> STATED GOAL: Report every line of the records below that contains the string "tote", copying each such line in full. Treat uppercase and lowercase letters as different.

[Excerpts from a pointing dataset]
□ □ □ □ □ □ □

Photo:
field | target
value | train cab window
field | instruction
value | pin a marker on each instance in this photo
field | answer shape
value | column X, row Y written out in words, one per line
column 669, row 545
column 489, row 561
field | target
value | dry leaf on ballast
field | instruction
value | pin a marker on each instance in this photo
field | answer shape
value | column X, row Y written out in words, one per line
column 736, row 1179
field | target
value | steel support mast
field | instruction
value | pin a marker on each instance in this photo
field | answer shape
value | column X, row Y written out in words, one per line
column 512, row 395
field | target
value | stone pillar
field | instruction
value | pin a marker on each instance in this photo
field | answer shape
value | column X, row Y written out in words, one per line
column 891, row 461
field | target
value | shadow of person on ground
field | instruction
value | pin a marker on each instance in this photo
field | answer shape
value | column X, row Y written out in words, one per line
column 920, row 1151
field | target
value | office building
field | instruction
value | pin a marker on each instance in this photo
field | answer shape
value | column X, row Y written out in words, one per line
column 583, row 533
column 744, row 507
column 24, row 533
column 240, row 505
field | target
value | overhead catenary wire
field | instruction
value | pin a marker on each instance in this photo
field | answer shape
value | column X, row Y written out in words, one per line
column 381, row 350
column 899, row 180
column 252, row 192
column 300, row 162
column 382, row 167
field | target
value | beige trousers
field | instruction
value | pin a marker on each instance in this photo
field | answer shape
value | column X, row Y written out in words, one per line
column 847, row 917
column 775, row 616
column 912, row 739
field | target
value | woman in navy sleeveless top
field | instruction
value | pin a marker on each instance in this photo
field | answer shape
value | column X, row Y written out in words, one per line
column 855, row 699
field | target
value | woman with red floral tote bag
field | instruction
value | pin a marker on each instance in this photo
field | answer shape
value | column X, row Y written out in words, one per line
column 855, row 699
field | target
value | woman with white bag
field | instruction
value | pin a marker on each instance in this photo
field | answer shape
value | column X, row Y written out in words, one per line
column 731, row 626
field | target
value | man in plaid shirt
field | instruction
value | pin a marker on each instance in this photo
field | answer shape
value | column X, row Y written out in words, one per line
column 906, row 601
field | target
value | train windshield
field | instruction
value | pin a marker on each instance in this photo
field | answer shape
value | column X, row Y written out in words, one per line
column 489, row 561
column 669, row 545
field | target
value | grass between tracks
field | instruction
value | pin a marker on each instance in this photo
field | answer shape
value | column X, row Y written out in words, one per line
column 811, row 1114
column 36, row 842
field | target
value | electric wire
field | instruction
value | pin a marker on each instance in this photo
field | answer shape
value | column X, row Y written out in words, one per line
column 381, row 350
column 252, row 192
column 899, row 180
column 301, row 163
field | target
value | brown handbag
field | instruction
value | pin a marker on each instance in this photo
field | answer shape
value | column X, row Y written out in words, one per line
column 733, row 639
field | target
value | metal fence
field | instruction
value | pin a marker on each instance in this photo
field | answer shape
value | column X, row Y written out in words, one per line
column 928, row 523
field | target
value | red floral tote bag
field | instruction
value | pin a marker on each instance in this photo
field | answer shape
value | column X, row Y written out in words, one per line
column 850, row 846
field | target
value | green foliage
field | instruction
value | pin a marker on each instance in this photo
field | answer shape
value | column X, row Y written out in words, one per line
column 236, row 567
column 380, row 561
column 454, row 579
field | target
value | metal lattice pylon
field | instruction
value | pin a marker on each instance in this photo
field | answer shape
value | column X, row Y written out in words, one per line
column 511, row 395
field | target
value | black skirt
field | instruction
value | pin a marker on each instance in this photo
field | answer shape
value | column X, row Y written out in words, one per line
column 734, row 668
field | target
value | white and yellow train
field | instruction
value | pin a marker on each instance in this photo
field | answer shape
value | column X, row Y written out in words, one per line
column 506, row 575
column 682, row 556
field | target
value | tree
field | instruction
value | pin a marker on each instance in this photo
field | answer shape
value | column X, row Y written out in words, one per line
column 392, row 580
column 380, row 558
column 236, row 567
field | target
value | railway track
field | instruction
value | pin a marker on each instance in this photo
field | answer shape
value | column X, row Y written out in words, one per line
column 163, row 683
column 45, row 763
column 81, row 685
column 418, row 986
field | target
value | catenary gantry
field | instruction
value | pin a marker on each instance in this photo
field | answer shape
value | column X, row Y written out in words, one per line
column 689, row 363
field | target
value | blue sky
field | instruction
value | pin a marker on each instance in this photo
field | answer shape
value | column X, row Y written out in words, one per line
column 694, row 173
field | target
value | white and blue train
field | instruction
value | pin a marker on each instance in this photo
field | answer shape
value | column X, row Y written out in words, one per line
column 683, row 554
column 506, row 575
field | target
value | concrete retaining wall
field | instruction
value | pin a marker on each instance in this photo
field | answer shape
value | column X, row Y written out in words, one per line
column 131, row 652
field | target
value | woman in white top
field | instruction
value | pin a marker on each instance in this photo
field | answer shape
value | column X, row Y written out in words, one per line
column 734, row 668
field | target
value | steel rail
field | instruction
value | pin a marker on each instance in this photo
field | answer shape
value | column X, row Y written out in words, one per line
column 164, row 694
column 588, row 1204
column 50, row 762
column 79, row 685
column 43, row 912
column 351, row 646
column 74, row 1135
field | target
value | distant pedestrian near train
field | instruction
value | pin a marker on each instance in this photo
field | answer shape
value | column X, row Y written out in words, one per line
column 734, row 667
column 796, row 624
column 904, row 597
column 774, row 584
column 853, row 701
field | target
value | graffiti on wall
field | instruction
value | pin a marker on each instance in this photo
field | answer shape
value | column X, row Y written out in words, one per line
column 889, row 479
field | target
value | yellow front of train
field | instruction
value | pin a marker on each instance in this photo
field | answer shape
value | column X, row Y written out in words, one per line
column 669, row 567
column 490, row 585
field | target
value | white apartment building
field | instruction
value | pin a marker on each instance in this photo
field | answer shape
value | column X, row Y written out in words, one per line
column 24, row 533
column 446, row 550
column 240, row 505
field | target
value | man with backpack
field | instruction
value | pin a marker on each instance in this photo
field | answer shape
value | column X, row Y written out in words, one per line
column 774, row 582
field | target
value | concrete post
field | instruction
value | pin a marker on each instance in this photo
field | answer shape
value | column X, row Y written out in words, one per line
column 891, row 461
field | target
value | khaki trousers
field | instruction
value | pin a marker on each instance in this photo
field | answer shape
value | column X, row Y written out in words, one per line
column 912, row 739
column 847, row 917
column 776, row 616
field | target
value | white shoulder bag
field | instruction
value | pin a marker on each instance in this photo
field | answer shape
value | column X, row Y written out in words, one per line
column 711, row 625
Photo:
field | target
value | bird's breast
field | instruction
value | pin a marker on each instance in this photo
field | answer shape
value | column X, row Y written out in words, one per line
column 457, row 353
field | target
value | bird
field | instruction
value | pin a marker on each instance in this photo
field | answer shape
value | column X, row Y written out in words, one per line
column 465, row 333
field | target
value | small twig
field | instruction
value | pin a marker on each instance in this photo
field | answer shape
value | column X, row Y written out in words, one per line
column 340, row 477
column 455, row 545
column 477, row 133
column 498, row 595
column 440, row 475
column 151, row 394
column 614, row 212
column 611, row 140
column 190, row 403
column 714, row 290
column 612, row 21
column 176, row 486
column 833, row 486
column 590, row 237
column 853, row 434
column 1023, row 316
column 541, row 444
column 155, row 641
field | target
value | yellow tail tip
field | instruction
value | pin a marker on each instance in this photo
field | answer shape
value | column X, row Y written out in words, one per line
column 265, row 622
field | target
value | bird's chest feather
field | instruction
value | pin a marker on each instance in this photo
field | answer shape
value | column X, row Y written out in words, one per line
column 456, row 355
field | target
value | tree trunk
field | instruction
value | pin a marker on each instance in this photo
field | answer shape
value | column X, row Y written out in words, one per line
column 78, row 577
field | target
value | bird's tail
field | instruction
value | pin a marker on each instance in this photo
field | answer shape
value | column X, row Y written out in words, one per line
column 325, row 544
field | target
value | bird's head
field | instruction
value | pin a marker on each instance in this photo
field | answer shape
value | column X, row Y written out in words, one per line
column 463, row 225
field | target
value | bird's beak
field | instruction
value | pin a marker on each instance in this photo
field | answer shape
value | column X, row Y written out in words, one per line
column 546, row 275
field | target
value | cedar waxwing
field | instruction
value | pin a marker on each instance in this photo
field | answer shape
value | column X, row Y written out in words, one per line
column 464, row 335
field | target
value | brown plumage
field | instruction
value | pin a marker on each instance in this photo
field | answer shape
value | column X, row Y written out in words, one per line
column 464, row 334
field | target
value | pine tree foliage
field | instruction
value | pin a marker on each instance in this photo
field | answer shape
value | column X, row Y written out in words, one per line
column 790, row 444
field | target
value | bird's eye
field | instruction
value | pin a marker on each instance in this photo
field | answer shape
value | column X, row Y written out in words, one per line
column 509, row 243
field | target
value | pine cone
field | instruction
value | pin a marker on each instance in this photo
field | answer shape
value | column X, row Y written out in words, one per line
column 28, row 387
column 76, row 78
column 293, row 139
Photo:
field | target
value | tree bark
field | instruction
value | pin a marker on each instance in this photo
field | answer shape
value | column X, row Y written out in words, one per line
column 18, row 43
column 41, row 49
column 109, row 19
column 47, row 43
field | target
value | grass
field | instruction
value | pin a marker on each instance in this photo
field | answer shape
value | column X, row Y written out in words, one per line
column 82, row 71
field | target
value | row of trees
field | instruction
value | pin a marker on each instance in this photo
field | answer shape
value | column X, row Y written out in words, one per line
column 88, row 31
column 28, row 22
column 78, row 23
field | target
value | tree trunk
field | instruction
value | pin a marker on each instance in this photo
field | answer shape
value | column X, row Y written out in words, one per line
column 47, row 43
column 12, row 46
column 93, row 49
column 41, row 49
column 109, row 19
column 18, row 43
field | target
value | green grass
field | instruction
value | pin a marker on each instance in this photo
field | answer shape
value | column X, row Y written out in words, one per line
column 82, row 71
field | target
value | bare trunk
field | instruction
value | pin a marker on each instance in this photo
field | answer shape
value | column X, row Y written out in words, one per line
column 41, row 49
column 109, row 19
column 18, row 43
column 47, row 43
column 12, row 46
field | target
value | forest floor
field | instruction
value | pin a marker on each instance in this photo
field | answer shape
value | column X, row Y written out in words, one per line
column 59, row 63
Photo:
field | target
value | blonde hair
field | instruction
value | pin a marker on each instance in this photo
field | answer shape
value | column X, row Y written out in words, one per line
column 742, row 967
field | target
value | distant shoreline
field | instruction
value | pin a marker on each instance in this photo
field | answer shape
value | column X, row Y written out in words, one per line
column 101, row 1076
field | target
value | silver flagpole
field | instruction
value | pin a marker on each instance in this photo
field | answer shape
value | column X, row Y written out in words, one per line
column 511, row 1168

□ □ □ □ □ □ □

> FINAL RESULT:
value | woman with red floral tote bag
value | red floral tote bag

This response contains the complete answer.